(MATERIAL FOR THE TASK):
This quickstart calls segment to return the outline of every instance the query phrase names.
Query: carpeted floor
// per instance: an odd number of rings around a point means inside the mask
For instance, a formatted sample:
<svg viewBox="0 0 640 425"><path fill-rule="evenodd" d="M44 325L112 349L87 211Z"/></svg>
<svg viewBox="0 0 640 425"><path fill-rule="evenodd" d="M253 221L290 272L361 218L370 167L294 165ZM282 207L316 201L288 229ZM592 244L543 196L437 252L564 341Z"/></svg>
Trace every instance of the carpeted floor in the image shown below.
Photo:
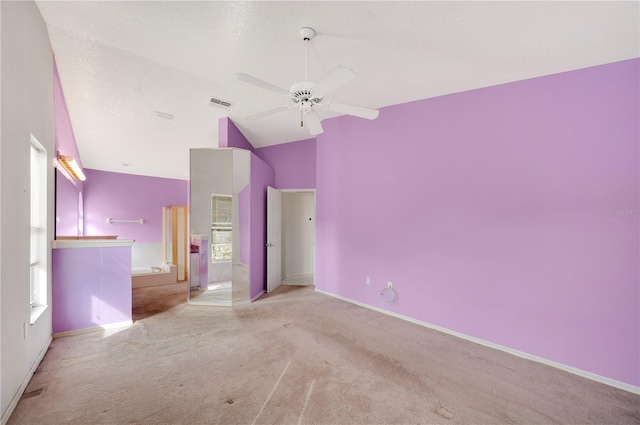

(WORK ITEM):
Throughout the data above, copy all lines where the word "evenodd" is found.

(ANSWER TO THIS EXERCISE):
<svg viewBox="0 0 640 425"><path fill-rule="evenodd" d="M44 325L112 349L87 211Z"/></svg>
<svg viewBox="0 0 640 425"><path fill-rule="evenodd" d="M253 221L290 272L361 218L370 167L294 165ZM282 207L316 201L288 229ZM592 244L543 196L437 252L564 341Z"/></svg>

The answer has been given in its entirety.